**GOAL**
Output exactly, please, the lines of the records below from the one containing "Using the image shown above, determine the location of the black" through the final line.

====== ENTRIES SUPPLIED

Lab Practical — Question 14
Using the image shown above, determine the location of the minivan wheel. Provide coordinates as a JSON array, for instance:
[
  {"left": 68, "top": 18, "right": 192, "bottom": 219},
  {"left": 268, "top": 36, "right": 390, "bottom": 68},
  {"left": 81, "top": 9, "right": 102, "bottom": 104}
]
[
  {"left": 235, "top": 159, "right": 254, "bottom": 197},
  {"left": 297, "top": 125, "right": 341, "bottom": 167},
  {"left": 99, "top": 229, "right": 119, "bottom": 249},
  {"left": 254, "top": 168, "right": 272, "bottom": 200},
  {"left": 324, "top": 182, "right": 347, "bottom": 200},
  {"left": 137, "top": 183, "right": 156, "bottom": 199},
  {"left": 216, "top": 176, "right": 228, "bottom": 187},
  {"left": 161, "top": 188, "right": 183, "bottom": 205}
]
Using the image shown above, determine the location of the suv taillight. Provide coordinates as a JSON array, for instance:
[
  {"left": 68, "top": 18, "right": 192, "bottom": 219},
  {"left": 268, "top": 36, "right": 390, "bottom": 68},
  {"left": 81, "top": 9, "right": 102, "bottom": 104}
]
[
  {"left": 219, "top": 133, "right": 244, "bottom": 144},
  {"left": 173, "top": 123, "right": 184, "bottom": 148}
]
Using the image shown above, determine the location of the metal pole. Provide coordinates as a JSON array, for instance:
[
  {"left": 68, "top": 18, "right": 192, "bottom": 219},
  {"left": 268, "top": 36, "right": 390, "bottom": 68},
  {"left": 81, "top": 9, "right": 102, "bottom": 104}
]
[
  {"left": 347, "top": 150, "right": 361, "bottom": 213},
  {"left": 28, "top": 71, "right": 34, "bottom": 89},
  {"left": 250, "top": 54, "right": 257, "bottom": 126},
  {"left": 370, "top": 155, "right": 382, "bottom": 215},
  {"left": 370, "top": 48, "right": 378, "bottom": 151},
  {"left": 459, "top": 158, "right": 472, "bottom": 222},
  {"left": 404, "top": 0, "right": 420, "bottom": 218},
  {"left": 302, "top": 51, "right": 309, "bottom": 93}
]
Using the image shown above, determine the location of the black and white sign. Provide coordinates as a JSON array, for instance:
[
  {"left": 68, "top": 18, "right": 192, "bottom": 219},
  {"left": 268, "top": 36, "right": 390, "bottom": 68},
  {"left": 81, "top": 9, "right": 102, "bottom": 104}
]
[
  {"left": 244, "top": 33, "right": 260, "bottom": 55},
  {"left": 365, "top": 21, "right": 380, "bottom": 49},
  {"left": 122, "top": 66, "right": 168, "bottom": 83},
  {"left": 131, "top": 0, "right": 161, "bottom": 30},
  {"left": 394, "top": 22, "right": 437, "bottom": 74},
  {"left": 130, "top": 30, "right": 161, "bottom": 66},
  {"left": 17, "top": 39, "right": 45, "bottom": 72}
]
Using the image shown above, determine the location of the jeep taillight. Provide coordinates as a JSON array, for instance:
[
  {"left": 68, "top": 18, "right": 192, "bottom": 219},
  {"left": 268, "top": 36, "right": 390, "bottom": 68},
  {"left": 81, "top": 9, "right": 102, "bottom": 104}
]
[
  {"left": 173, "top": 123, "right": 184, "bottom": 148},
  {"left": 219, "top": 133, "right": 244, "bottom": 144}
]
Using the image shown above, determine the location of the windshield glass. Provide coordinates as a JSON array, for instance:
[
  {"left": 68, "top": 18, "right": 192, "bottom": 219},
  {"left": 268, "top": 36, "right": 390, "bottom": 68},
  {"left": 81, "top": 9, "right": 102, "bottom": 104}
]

============

**WRITTEN REPLY**
Using the image shown above, determine the location of the black and white sign. Provide coordinates as a JSON array, for instance:
[
  {"left": 68, "top": 18, "right": 192, "bottom": 219},
  {"left": 268, "top": 36, "right": 390, "bottom": 68},
  {"left": 81, "top": 9, "right": 102, "bottom": 104}
]
[
  {"left": 244, "top": 33, "right": 260, "bottom": 55},
  {"left": 365, "top": 21, "right": 380, "bottom": 49},
  {"left": 122, "top": 66, "right": 168, "bottom": 83},
  {"left": 131, "top": 0, "right": 161, "bottom": 30},
  {"left": 394, "top": 22, "right": 437, "bottom": 74},
  {"left": 130, "top": 30, "right": 161, "bottom": 66},
  {"left": 17, "top": 39, "right": 45, "bottom": 72}
]
Using the image shown above, determine the location of the jeep taillight. Provide coordinates as a JSON array, for instance:
[
  {"left": 68, "top": 18, "right": 192, "bottom": 219},
  {"left": 268, "top": 36, "right": 390, "bottom": 68},
  {"left": 81, "top": 9, "right": 102, "bottom": 104}
]
[
  {"left": 173, "top": 123, "right": 184, "bottom": 148},
  {"left": 219, "top": 133, "right": 244, "bottom": 144}
]
Using the image shown above, determine the location of the windshield glass. Provide coordinates as a JSON array, for instance:
[
  {"left": 68, "top": 18, "right": 192, "bottom": 219},
  {"left": 268, "top": 36, "right": 390, "bottom": 68},
  {"left": 81, "top": 9, "right": 102, "bottom": 104}
]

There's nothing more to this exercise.